Dataset items
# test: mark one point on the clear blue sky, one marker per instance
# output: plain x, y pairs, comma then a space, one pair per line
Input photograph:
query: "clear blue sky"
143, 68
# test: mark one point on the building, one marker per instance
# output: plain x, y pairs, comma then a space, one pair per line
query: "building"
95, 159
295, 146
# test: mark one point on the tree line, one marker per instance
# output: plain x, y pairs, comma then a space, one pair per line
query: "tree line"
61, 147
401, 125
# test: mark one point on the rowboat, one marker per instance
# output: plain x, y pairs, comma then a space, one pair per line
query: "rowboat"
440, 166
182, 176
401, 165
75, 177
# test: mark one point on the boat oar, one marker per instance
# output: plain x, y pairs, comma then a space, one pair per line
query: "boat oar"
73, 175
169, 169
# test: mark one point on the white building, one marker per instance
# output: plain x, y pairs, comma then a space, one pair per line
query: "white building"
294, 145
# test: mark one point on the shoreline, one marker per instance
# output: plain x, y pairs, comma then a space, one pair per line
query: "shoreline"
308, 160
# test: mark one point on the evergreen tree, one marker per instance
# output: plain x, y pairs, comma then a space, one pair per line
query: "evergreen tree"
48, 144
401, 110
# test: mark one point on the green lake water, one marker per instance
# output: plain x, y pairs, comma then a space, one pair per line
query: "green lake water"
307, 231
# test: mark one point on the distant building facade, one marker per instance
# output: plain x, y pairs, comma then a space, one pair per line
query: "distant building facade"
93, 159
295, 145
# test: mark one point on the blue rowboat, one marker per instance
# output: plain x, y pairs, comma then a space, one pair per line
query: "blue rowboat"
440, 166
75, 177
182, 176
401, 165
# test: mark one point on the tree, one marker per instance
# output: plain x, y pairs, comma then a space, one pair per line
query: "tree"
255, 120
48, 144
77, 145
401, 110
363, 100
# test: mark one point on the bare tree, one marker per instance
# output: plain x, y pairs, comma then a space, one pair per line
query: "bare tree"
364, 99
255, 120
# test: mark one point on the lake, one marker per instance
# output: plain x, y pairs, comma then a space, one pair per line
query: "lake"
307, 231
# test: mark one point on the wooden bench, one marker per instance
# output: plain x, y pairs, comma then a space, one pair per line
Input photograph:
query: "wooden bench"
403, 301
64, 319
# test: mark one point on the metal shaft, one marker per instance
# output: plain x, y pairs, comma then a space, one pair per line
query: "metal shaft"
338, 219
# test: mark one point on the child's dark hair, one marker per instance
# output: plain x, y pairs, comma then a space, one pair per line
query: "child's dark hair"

PROBLEM:
Only the lines from the one containing "# test: mark one point on the distant" to the end of the data should be printed, exactly as they stand.

EXERCISE OUTPUT:
# test: mark one point on the distant building facade, one marker per instance
# output: plain x, y pairs, comma then a space, one pair per line
query: "distant building facade"
93, 159
295, 145
# test: mark one point on the blue rowboat, one marker per instance
# output: plain x, y pairs, comma then a space, one pair per line
query: "blue rowboat"
440, 166
75, 177
182, 176
401, 165
# test: mark one point on the tree, one marker per instance
# output: plain x, y pairs, comma then a space, one pair per line
query: "tree"
255, 120
48, 144
77, 145
401, 110
363, 100
# test: mark one point on the bare tree, one marker per instance
# output: plain x, y pairs, comma then a space, one pair per line
query: "bare tree"
364, 99
255, 120
# test: mark one point on the lake, one marker per instance
# output: plain x, y pairs, comma then a space, one pair per line
query: "lake"
307, 231
# test: mark one point on the wooden bench, one marker per instance
# output: plain x, y pairs, comma then a space, one pair per line
Input photograph:
query: "wooden bench"
403, 301
64, 319
# test: mark one point on the metal shaft, one marker per instance
# output: plain x, y pairs, comma then a space, one pair per line
query: "metal shaft"
338, 219
# test: mark one point on the child's dark hair, one marker per instance
# output: plain x, y pairs, comma then a space, one pair per line
query: "child's dark hair"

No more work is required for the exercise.